[Part of a data file]
— begin —

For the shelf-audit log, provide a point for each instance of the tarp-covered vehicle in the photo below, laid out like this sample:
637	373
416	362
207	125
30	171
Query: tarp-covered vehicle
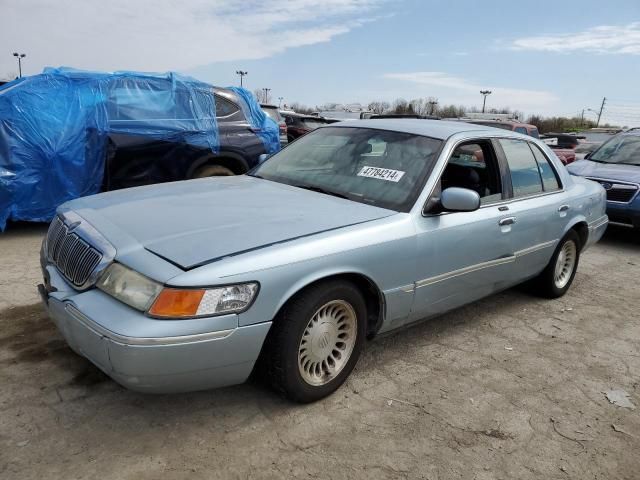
66	133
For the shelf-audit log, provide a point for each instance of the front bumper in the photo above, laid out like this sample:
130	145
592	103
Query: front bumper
148	362
624	214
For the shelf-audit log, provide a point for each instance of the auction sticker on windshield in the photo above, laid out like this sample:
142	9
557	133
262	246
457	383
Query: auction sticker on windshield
381	173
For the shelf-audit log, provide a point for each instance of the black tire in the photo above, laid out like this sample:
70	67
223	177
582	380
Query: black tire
545	284
212	171
280	355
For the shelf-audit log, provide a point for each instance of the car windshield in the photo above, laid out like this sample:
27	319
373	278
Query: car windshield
620	149
366	165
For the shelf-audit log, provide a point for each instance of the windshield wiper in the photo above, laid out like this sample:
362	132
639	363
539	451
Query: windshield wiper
321	190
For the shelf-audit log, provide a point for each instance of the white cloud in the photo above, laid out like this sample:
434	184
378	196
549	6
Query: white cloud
158	35
603	39
459	91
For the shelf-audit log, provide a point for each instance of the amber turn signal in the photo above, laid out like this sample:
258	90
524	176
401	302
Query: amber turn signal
174	303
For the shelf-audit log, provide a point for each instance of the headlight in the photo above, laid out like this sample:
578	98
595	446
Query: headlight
177	303
129	286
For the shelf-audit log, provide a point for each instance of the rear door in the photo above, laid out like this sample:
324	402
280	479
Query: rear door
535	209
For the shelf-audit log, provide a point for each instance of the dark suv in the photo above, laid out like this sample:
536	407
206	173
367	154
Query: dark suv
78	133
140	160
298	125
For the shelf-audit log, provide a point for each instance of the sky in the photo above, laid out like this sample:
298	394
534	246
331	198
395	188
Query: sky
542	57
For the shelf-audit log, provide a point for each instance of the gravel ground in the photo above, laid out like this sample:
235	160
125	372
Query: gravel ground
510	387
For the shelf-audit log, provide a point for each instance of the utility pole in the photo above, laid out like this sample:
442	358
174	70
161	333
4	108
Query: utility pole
19	56
432	105
484	93
604	99
242	74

— end —

Written task:
Reproduce every line above word for word, leaving out the picture.

Solution to this exercise:
For the shelf-audit log, provide a point for each instance of the tarp-covered vehicle in the photo below, laid out like this sample:
637	373
416	362
207	125
30	171
Query: tarp-covered vehicle
66	133
For the shelf-audit log, provide a point for each instance of the front bumper in the photo above, laid out like this sample:
130	145
592	103
Query: front bumper
148	362
624	214
For the shelf-audit log, provide a point for each instance of the auction sticker on windshield in the photo above, laid out like this sample:
142	9
557	133
262	246
457	383
Query: auction sticker on windshield
381	173
For the shelf-audit log, provide a point for each instance of the black tire in the photo above, laid out like this sample:
70	67
223	177
582	380
Query: black tire
545	284
212	171
280	355
For the shelf-audit log, provide a point for each instance of the car windshield in the photo above, laid out like this sample:
27	319
373	278
Query: car windshield
620	149
366	165
For the shelf-audit log, provide a point for each instance of the windshield wiper in the photo above, laid out like this sample:
362	132
639	363
539	451
Query: windshield wiper
321	190
For the shelf-audit log, provide a point for each instance of the white cloud in the photo above, laid out like this sample:
434	184
378	196
549	6
Query: white cloud
158	35
603	39
459	91
For the shelf-audit log, provide a point for each instance of the amber turn signal in the photo above, laid out like this sample:
258	90
524	176
401	302
Query: amber turn signal
174	303
For the shelf-audit log, provide a point for each instance of the headlight in the photo above, laid out like this sample:
578	98
595	446
Query: headlight
177	303
129	286
For the shelf-audit log, provide a point for each instance of the rear door in the photo above, laid out like this sample:
324	402
280	479
Query: rear door
535	209
For the shelf-audit log, provide a point for each instance of the dark suv in the photo above, laid out like this sample:
536	407
206	173
367	154
Query: dark suv
78	133
140	160
298	125
For the shelf-audit log, provide a point for each instance of the sky in the photo above, laid out like this sample:
298	394
534	246
331	198
395	188
Query: sky
542	57
For the shelf-audit log, provide a point for each instance of the gravel ground in the photo above, laid out like this sample:
235	160
125	372
Query: gravel ground
510	387
For the shelf-audit log, provide a point for each instance of the utility pole in the photo above, laid out like this sample:
442	358
174	70
161	333
4	108
Query: utility pole
19	56
432	105
484	93
604	99
242	74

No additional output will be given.